▶ [Requirements]
**a.** According to the passage on Australian company registration, what is the minimum number of directors a public company must have?
**b.** Collect every line from the entries that contains the string "small", treating case as significant.

▶ [Excerpted passage]
[start]
Business name registration is a different process to registering a company. When you register a new company with ASIC, you are basically ‘creating’ or bringing a new corporation into existence, in accordance with the Corporations Act 2001. On the other hand, registering a business name simply allows a business to operate under that name.

Individuals, associations and companies can register a business name if they wish to carry out an enterprise under that specific name. If the business name is not the exact name of the person or corporate entity conducting the business, then that name must be registered with ASIC.

The business name chosen cannot be identical to the name of a registered company, a reserved company name or a business name that has already been registered. It is also worth remembering that all businesses trading in Australia must also have an Australian Business Number (ABN).

Company registration was previously known as ‘incorporation’. The process of registering a company results in that entity having the same powers and legal capabilities as an individual.

Before ASIC will register a company in accordance with the Corporations Act, the applicant will need to determine the type of company to be registered. Will it be a proprietary (private) or public company. You will also need to decide on:

  1. A proposed name for the company
  2. Who will be its shareholders, directors and secretary?
  3. Where will its principal place of business and registered office be located?

Onlinecompany.com.au, thanks to our direct connectivity with ASIC and our advanced technology, can then make the process of registering your company simple. To streamline the process even further, we suggest you have the following information on hand:

  1. The proposed company name, unless you are happy for the company to trade under its CAN, eg 123 456 789 Pty Ltd
  2. The company’s proposed address (principal place of business)
  3. The address of its registered office
  4. The identity of any ultimate holding company
  5. Name, address, place of birth, date of birth and any former name of each director and secretary (note, a private company does not need a secretary)
  6. Name and address of proposed shareholders (include ACN,ABN if shareholder is a company)
  7. Details of shares to be issued to proposed shareholders. You will need to include the type and number of securities to be issued and whether they are fully-paid. Companies limited by guarantee will also need to provide the proposed amount of the guarantee each member has agreed to in writing.

A private (proprietary) company must have at least one director and one shareholder. The sole director may also be the sole shareholder and secretary but a proprietary company doesn’t need to have a secretary. If it does have a secretary, at least one will need to reside in Australia.

A public company must have at least three directors. At least two directors and one secretary of a public company (a company that is able to issue shares to the public) must usually reside in Australia.

Each proposed director and secretary must give their written consent to taking up their positions and these consents must be kept on file by the company.

Upon registration by ASIC, the new company will be issued with a unique Australian Company Number (ACN).

The advantage of using an agent such as onlinecompany.com.au to assist with the company registration process is that we are able to provide you with ready-to-go replaceable rules (constitution), register, pro-forma that can be used for written consent of directors/secretaries, minutes of first meeting of directors, share certificates, etc. None of those documents is provided by ASIC as part of the registration process.

What is a Corporate Key and When is One Required?

A Corporate Key is like your company’s Personal Identification Number (PIN). It is a unique eight-digit number that comes with your company’s ACN and is issued at the time you register a company.

Within two days of registering a new company with the Australian Securities and Investments Commission, ASIC will send a letter to the company’s registered office containing the corporate key. It will then appear on the top right hand corner of the company’s annual statement.
[end]
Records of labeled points
[start]
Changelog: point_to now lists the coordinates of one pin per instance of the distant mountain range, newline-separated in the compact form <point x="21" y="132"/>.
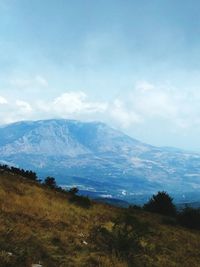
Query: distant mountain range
<point x="97" y="158"/>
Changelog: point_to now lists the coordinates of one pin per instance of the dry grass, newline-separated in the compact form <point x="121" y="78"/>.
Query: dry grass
<point x="38" y="224"/>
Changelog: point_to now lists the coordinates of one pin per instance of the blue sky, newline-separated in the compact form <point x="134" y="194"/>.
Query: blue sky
<point x="132" y="64"/>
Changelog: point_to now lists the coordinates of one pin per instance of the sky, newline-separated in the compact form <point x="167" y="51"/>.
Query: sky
<point x="134" y="65"/>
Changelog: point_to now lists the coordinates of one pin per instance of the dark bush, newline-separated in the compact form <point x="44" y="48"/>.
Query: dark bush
<point x="189" y="217"/>
<point x="73" y="190"/>
<point x="50" y="182"/>
<point x="161" y="203"/>
<point x="81" y="201"/>
<point x="124" y="239"/>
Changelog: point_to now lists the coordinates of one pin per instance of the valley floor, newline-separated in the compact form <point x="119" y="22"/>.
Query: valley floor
<point x="39" y="224"/>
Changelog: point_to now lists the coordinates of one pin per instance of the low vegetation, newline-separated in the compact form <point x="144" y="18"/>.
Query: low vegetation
<point x="40" y="223"/>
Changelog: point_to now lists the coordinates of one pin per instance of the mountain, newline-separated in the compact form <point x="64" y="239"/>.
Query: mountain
<point x="42" y="225"/>
<point x="97" y="158"/>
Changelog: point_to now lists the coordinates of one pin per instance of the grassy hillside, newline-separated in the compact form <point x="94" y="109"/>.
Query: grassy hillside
<point x="39" y="224"/>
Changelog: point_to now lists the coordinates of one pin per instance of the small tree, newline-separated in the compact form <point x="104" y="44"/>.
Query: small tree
<point x="161" y="203"/>
<point x="50" y="182"/>
<point x="73" y="190"/>
<point x="189" y="217"/>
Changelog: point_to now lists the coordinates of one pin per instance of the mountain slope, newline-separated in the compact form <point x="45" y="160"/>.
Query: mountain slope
<point x="39" y="224"/>
<point x="97" y="158"/>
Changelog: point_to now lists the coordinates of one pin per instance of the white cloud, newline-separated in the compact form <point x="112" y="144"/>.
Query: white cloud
<point x="142" y="105"/>
<point x="31" y="82"/>
<point x="122" y="116"/>
<point x="76" y="103"/>
<point x="3" y="100"/>
<point x="41" y="81"/>
<point x="24" y="107"/>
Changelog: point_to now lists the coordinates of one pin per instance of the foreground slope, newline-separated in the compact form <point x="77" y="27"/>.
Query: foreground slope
<point x="97" y="158"/>
<point x="39" y="224"/>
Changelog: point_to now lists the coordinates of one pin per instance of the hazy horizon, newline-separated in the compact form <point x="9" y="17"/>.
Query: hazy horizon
<point x="133" y="65"/>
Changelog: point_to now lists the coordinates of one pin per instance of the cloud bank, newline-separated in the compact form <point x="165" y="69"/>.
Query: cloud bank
<point x="145" y="102"/>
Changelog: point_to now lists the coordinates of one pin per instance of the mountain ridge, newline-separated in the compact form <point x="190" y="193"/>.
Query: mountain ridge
<point x="92" y="151"/>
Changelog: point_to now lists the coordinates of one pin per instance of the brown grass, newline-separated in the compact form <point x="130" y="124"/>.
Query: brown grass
<point x="39" y="224"/>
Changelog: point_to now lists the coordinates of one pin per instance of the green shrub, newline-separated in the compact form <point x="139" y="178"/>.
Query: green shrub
<point x="189" y="217"/>
<point x="161" y="203"/>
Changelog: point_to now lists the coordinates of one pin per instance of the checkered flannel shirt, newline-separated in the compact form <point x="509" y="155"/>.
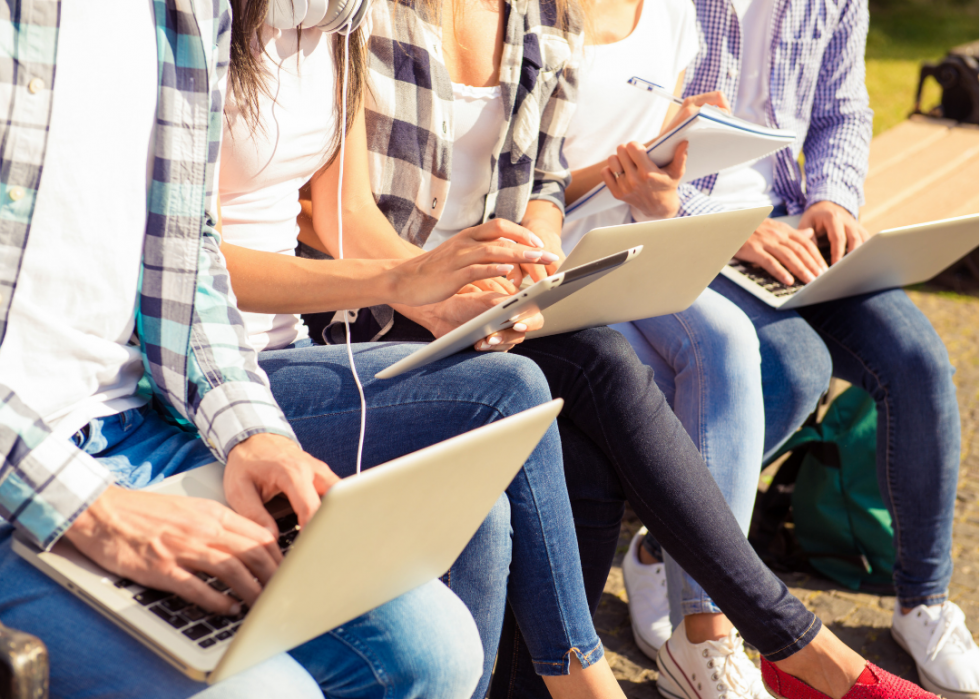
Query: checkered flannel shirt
<point x="198" y="363"/>
<point x="816" y="89"/>
<point x="409" y="113"/>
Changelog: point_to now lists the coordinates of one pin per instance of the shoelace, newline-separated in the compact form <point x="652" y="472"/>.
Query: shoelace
<point x="734" y="669"/>
<point x="950" y="619"/>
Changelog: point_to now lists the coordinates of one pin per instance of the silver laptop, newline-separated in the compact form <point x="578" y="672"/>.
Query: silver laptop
<point x="376" y="536"/>
<point x="681" y="257"/>
<point x="890" y="259"/>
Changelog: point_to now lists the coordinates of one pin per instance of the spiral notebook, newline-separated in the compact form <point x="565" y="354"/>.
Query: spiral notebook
<point x="717" y="141"/>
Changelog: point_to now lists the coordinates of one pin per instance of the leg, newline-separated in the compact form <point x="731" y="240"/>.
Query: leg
<point x="614" y="400"/>
<point x="884" y="344"/>
<point x="422" y="645"/>
<point x="425" y="407"/>
<point x="796" y="364"/>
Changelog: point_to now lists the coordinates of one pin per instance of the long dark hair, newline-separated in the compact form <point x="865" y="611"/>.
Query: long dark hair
<point x="247" y="77"/>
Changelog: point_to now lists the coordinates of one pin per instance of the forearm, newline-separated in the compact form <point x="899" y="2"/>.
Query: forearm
<point x="266" y="282"/>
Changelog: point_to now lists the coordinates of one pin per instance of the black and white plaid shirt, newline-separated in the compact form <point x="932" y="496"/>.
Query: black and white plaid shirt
<point x="409" y="113"/>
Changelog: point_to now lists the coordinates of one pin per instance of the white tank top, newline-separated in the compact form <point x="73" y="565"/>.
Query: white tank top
<point x="261" y="171"/>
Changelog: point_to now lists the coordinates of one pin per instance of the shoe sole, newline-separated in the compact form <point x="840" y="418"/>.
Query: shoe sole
<point x="667" y="682"/>
<point x="927" y="682"/>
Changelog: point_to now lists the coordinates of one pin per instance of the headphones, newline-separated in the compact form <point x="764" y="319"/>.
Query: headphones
<point x="330" y="16"/>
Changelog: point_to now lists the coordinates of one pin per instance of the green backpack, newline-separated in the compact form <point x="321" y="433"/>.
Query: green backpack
<point x="839" y="518"/>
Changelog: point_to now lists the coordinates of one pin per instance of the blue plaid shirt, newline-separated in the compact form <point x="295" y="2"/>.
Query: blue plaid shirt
<point x="816" y="89"/>
<point x="197" y="360"/>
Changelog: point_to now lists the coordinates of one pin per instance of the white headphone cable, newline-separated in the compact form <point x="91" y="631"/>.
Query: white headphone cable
<point x="340" y="236"/>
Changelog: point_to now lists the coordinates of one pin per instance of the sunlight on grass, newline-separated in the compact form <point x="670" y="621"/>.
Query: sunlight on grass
<point x="902" y="35"/>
[end]
▶ [In response]
**a.** At least three directors.

**b.**
Changelog: point_to now lists the coordinates of one pin per instance of the small tree, newline-separated in the compact form <point x="104" y="44"/>.
Query: small tree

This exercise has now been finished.